Entries from a dataset
• • • •
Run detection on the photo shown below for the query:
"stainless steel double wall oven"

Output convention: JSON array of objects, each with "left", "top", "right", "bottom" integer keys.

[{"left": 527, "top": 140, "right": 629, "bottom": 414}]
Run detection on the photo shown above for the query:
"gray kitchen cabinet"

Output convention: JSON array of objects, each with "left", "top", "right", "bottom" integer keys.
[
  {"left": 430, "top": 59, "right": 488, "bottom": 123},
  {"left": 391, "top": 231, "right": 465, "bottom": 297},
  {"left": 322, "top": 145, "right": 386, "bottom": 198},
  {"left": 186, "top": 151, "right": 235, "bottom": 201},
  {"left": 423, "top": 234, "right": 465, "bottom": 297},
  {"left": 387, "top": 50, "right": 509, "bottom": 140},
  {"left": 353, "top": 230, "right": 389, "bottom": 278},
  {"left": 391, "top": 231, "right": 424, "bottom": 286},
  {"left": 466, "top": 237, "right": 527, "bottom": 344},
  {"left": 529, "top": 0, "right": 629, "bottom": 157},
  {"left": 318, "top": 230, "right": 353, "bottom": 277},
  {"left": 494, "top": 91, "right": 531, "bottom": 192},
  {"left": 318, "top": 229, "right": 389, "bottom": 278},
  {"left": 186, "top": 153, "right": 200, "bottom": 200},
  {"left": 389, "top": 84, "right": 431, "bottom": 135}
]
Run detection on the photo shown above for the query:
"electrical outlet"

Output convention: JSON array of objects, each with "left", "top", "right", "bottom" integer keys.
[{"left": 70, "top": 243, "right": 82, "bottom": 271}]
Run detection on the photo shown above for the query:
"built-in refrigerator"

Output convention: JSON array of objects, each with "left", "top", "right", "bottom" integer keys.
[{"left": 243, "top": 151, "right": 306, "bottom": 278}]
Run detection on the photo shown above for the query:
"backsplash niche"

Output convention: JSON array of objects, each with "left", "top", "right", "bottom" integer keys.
• • • •
Copy every one of the entries above word for word, with no changes.

Run detection on the photo shown below for the query:
"stainless steel double wall oven"

Output convention: JSON array of objects, each with "left", "top", "right", "bottom" integer keys.

[{"left": 527, "top": 140, "right": 629, "bottom": 414}]
Run detection on the photo shown above for the query:
"gray kitchen cabinet"

Output convention: JSON array of objects, each with "left", "top", "right", "bottom" integer keys.
[
  {"left": 430, "top": 59, "right": 488, "bottom": 123},
  {"left": 391, "top": 231, "right": 465, "bottom": 297},
  {"left": 322, "top": 145, "right": 386, "bottom": 198},
  {"left": 186, "top": 151, "right": 235, "bottom": 201},
  {"left": 423, "top": 234, "right": 465, "bottom": 297},
  {"left": 387, "top": 50, "right": 509, "bottom": 140},
  {"left": 353, "top": 230, "right": 389, "bottom": 278},
  {"left": 391, "top": 231, "right": 424, "bottom": 286},
  {"left": 466, "top": 237, "right": 527, "bottom": 344},
  {"left": 529, "top": 0, "right": 629, "bottom": 157},
  {"left": 318, "top": 230, "right": 353, "bottom": 277},
  {"left": 494, "top": 91, "right": 531, "bottom": 192},
  {"left": 318, "top": 229, "right": 389, "bottom": 278},
  {"left": 186, "top": 153, "right": 200, "bottom": 200},
  {"left": 389, "top": 84, "right": 431, "bottom": 135}
]
Run detection on the photo shown above for the query:
"electrical outlet"

Output convention: JSON array of objects, each with "left", "top", "right", "bottom" integer keys.
[{"left": 70, "top": 243, "right": 82, "bottom": 271}]
Run detection on the photo shown above for the query:
"built-in refrigerator"

Output convention: JSON array of objects, each with "left", "top", "right", "bottom" integer keys.
[{"left": 243, "top": 151, "right": 306, "bottom": 278}]
Run detection on the photo shown above for the query:
"backsplash niche"

Output convention: JSON array of objects, each with "left", "top", "right", "bottom" integer keys.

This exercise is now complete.